→ **Recorded information**:
※

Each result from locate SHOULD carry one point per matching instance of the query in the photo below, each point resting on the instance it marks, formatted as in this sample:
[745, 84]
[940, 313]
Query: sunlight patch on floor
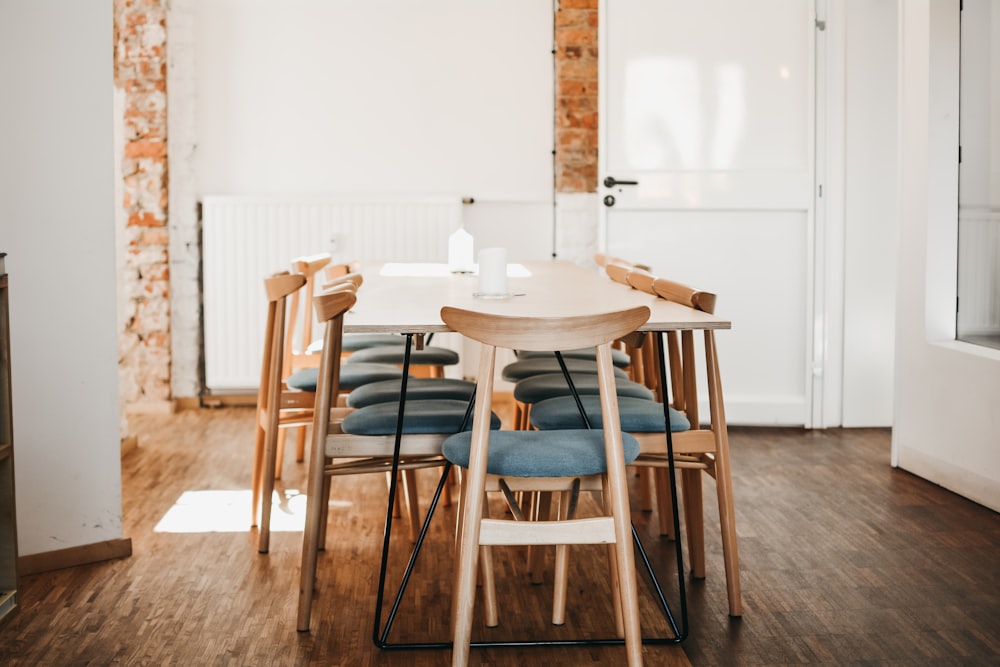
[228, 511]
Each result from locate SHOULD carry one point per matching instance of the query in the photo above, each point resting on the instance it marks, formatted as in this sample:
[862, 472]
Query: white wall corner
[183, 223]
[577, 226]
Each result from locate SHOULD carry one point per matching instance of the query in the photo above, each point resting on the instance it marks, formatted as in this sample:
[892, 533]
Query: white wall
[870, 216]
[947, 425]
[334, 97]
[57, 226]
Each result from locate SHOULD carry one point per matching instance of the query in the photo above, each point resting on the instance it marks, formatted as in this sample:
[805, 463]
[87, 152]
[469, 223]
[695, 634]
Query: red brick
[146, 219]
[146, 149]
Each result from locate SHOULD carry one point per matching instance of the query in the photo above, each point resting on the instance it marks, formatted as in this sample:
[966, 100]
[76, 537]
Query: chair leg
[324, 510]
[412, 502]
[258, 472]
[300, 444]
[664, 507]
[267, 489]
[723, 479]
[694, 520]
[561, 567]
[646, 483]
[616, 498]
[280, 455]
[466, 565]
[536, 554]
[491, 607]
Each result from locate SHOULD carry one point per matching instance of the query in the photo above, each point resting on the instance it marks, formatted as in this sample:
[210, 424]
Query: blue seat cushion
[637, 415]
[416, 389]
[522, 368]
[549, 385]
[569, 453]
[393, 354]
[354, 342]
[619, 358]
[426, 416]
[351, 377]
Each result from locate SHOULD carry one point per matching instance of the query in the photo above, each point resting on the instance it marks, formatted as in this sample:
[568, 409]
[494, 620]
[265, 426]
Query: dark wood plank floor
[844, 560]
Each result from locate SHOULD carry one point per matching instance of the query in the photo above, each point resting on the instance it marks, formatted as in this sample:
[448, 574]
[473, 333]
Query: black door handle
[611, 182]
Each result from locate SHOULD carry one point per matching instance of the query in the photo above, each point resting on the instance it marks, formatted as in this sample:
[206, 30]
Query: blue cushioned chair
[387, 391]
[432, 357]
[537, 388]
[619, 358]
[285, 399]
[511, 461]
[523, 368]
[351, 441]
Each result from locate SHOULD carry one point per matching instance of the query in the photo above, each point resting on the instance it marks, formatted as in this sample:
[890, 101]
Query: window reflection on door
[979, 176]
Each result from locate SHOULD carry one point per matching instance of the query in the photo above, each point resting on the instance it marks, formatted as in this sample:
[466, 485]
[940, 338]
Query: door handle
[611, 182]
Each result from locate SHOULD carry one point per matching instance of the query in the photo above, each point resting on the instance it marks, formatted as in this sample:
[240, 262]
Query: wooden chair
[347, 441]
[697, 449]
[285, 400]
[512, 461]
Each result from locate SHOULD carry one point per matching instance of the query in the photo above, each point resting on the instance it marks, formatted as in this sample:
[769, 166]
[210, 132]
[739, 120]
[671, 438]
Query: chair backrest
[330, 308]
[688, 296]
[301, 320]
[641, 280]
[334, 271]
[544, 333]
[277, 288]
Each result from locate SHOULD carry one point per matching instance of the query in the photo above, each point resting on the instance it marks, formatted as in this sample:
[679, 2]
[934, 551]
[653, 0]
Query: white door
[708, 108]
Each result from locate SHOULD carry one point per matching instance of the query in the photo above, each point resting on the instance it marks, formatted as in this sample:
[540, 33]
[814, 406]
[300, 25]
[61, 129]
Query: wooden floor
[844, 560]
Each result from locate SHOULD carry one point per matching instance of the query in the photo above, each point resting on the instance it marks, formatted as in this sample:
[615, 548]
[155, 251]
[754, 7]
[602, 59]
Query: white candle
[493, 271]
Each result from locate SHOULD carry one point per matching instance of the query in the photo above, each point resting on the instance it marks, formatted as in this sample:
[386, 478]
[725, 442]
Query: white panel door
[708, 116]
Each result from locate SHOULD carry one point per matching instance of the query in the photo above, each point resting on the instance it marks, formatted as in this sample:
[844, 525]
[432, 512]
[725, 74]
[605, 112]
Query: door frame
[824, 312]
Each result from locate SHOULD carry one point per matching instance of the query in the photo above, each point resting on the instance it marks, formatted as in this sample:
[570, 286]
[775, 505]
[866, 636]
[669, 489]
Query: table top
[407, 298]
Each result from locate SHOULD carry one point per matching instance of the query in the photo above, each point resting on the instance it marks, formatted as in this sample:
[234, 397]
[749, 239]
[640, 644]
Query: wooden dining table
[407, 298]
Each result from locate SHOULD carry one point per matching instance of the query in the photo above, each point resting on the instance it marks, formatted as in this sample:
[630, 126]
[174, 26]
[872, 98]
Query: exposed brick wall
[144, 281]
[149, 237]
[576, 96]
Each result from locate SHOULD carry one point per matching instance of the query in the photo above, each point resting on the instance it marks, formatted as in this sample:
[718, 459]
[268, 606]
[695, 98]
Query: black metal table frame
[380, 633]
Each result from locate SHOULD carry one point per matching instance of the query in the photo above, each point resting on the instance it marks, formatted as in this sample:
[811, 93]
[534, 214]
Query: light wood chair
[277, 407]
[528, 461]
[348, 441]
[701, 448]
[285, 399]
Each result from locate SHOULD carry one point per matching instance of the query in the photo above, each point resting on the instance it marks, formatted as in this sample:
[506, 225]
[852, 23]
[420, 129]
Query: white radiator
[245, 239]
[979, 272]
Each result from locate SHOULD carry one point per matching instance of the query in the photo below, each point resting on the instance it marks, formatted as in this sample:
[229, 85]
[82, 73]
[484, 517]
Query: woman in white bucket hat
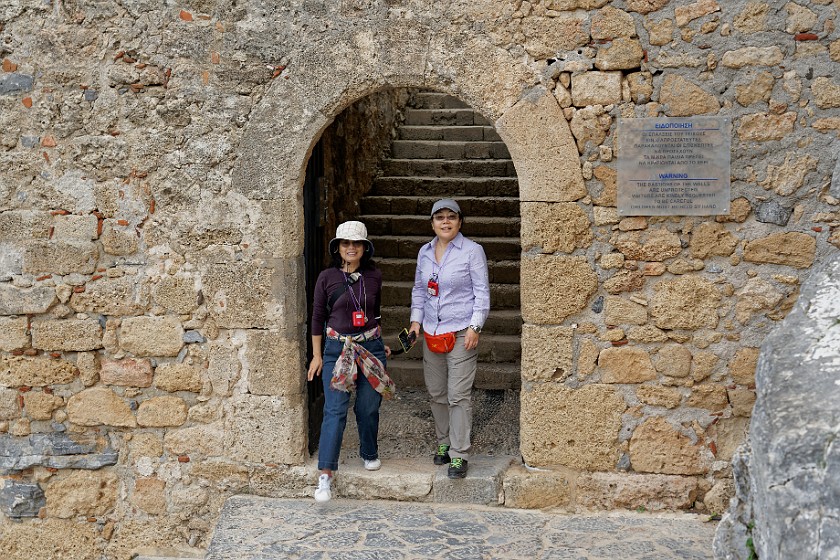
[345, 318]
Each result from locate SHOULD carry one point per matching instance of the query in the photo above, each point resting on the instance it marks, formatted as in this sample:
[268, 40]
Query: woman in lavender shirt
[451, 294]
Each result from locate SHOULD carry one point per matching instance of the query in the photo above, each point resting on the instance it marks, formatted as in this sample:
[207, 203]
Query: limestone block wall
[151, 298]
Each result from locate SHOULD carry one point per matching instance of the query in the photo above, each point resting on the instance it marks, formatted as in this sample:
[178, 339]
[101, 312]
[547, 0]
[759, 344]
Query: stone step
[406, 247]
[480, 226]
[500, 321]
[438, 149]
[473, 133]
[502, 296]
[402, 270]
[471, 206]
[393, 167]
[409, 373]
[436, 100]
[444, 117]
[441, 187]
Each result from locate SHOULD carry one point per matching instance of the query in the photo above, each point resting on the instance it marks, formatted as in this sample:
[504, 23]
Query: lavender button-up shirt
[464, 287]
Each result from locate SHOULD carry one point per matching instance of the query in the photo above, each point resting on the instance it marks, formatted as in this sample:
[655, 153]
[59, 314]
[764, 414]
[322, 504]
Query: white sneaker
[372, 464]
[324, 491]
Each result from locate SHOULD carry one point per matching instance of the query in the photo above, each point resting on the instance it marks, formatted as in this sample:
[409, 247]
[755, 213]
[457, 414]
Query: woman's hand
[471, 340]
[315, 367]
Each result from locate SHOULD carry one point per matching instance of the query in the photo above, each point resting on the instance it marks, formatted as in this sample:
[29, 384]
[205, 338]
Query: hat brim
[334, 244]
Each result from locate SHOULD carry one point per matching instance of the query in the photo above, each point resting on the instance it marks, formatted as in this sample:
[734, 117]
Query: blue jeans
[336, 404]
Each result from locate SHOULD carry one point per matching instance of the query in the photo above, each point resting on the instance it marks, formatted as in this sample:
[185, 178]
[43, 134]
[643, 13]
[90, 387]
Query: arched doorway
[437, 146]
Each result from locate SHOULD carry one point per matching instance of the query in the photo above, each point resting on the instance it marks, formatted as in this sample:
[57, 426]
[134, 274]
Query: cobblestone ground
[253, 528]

※

Using the data above, write out every line exactly, leaving the images behind.

Each result from locate SHOULD carry one point per matching instance of the query in the photo below, each point resting on the instance it marks, formatted as in this sample:
[745, 84]
[940, 313]
Query: sunlight patch on floor
[228, 511]
Each result from locate SHOULD carry one point per matching instance of the query in the photo above, each point resting on the instance it marks, formatted as in this sample:
[862, 472]
Query: white wall corner
[183, 223]
[577, 226]
Each result from locate SHOULD carry one point per matching instance of the query in the photo above, each point resting on the instance it marks, formatted as in this sample:
[892, 533]
Query: white wall
[870, 216]
[947, 425]
[334, 97]
[57, 226]
Each result from locate SHOULD carry one point per matching instance of the query in the photo above, each point resting on the instance it marks, formatted as in this sample:
[805, 463]
[87, 152]
[469, 223]
[695, 634]
Query: red brick
[146, 219]
[146, 149]
Each result from locate SHOULD carry one point per matching instance of the query in the photo above, each point resting on the instance it marks, formatted as in this sample:
[966, 100]
[76, 537]
Query: chair leg
[324, 510]
[412, 502]
[258, 472]
[300, 444]
[664, 507]
[267, 489]
[723, 479]
[694, 520]
[561, 567]
[646, 483]
[616, 498]
[280, 455]
[466, 565]
[536, 554]
[491, 607]
Each result from locate SHOULD carry one point per matching instance of the query in the photo above, each point resting on the instance it marks, formatted as in this sample:
[210, 424]
Query: blue seat cushion
[637, 415]
[416, 389]
[522, 368]
[549, 385]
[569, 453]
[393, 354]
[354, 342]
[619, 358]
[426, 416]
[351, 377]
Each result from locate SHOULD carry one point per matching instance of the query in the photo above, each point resting on the instance it marks, formatted as in this sample:
[568, 409]
[494, 620]
[265, 426]
Query: dark wood plank floor
[844, 560]
Each result from locate SHOULD carry one point per matching instance of the query in the photo above, each point resting on the instance it marks, formatted as in this sample:
[448, 574]
[473, 333]
Query: black door handle
[611, 182]
Each result from locate SHOULD carry one point per matching instance of the query in the photo above, each point resting on the instance it marks, formatted as in this sample:
[206, 30]
Query: blue cushioned chair
[387, 391]
[432, 357]
[537, 388]
[619, 358]
[285, 399]
[511, 461]
[523, 368]
[351, 441]
Each result from locate SHOULD carry one point per matching instance of the query in the photo above, each point resting on the instance it marks, formatted as in this sample:
[890, 101]
Query: window reflection on door
[979, 176]
Each result from locate SHOULD carry one point per matching instance of the query in the photo above, each point resting on the instance it marks, formatted as in this sample:
[466, 485]
[940, 338]
Query: door handle
[611, 182]
Each result from locate SHOULD carry one point per matching instance of the query in the photo above, each point resting on the instance it marks, formatted as in this sample:
[240, 262]
Query: wooden chair
[347, 441]
[697, 449]
[285, 400]
[512, 461]
Each result from locate SHOULD carry one point per matching instance of the query in the photo above, each point resting on the instance it marks, formatted as in this sample:
[769, 166]
[210, 132]
[739, 120]
[671, 438]
Query: chair backrest
[330, 308]
[688, 296]
[301, 320]
[641, 280]
[334, 271]
[544, 333]
[277, 288]
Each result from locate SHOULD carry one point per matching instance of the query in the photo above, each point resting on the instance it marks, formatted as in this sample:
[679, 2]
[934, 551]
[653, 0]
Query: white door
[708, 108]
Each result from locate SHOULD carry one point per matching instance of the query in the photo above, each point resting on the instance it marks, formatted as in this sample:
[540, 33]
[814, 406]
[300, 25]
[61, 129]
Query: wooden floor
[844, 560]
Each result from locate SHOULD carry one point per matching instance of the query in the photo above, each point resting on the instance it marks, formatted as in this sample:
[615, 548]
[155, 251]
[754, 7]
[602, 59]
Query: white candle
[493, 271]
Each result from locate SHOULD carry one point per matching instance of the query in the photo above, each point resting on the instance it marks, formatted as in this sample:
[386, 478]
[725, 442]
Query: white panel door
[708, 116]
Each result from locate SHOULD carry one point per matching instance of the query in the photo above, each point resting on the instance it marks, formatted as in this sample:
[844, 525]
[432, 512]
[725, 74]
[605, 112]
Query: door frame
[824, 312]
Each result from locate SHOULD carry one point per matching instance of the query in the photo above, each point resting on the instance it marks, formatted as in this sample:
[570, 286]
[775, 505]
[866, 636]
[669, 489]
Query: table top
[407, 298]
Each result from locate SHOULD carry one point per matching instance of the query in the photo above, each point resting on the instance it marks, formatted as in this sample:
[234, 397]
[749, 239]
[640, 644]
Query: wooden dining table
[407, 298]
Each result from locate SHOULD carry one point per matching instance of the query in the photo above, each point resting on the instance it marks, formatted as in this sample:
[630, 126]
[174, 26]
[872, 98]
Query: exposed brick wall
[144, 281]
[149, 237]
[576, 96]
Each result from locate SHOULD carry one point per matching instance of the query in the photo above, each point resting on the instance it marks, formatted as in this sample:
[718, 459]
[268, 606]
[695, 98]
Query: black metal table frame
[380, 633]
Each result from locate SHOULD carry one point per matching instance of the query in the photo above, each point resting on the instance it marks, formatted as in this sample:
[811, 93]
[534, 214]
Query: light wood chair
[277, 407]
[528, 461]
[348, 441]
[701, 448]
[285, 399]
Each result from locate SHOULD carry one point per matching instance of the query in the photo above, each point resting on the instance it marks, formatted as in this sample:
[506, 225]
[852, 23]
[420, 129]
Query: white radiator
[245, 239]
[979, 272]
Each result from locate SHOULD carry one point per matching instance of the query in the photo below, each point resting on the instance it marks, formatted as in this sample:
[229, 85]
[82, 73]
[484, 517]
Query: woman in white bucket hat
[345, 318]
Each result from locate SHOULD carry one point per matching instance of the query in the photo above, each point resting on the instance it marks, formatted as in this sample:
[268, 40]
Query: woman in lavender shirt
[451, 294]
Each result from locate SHOULD carry one point per matching instance of the query in the photo above, each point resting on the instance it marks, formatted as in this sample:
[207, 203]
Query: limestone block wall
[151, 298]
Each result from locate SHOULD carry one point per matching instance of the query in the photo above, each point resting on the instance it marks, formatted as in this sample:
[178, 339]
[101, 312]
[547, 0]
[759, 344]
Query: stone step
[406, 247]
[480, 226]
[500, 321]
[438, 149]
[473, 133]
[502, 296]
[402, 270]
[471, 206]
[393, 167]
[409, 373]
[436, 100]
[444, 117]
[441, 187]
Each result from locate SHOULD carry one point per matching instance of the query in the photo above, each point resting on the instance it marks, formatted as in this sample:
[504, 23]
Query: lavender button-up shirt
[464, 287]
Each result from locate SHOULD carry one point per matching instance of the query in the photo above, each point resting on the instance it marks, formatted as in this sample:
[655, 153]
[59, 314]
[764, 414]
[322, 504]
Query: white sneaker
[372, 464]
[324, 491]
Each result from locate SHOULD carry one point per matching instance of the query in the photo above, each point resting on the instance it marks, formatted as in this sample:
[409, 247]
[755, 213]
[457, 414]
Query: woman's hand
[471, 340]
[315, 367]
Each result from locate SHOULD carry one point per matching instance of the query in the photo above, each point resting on the instance it marks, formatted as in this sample:
[29, 384]
[205, 338]
Query: hat brim
[334, 244]
Each result from locate SHOULD carry one point per matching instance of the query in the photo above, each point resting on the instance it marks, formatted as in this sample:
[734, 117]
Query: blue jeans
[336, 404]
Each result from locate SHOULD carry one point per matching instance of the query in the photo above, each point resting on the instance it marks, formatted as in this sample:
[185, 178]
[43, 134]
[643, 13]
[90, 387]
Query: arched doorway
[437, 146]
Each result from locate SHOULD carry one point per matching instance of the query in the photo above, each point resting on the instance it marks, formatted as in this sample:
[57, 426]
[134, 274]
Query: cobblestone ground
[253, 528]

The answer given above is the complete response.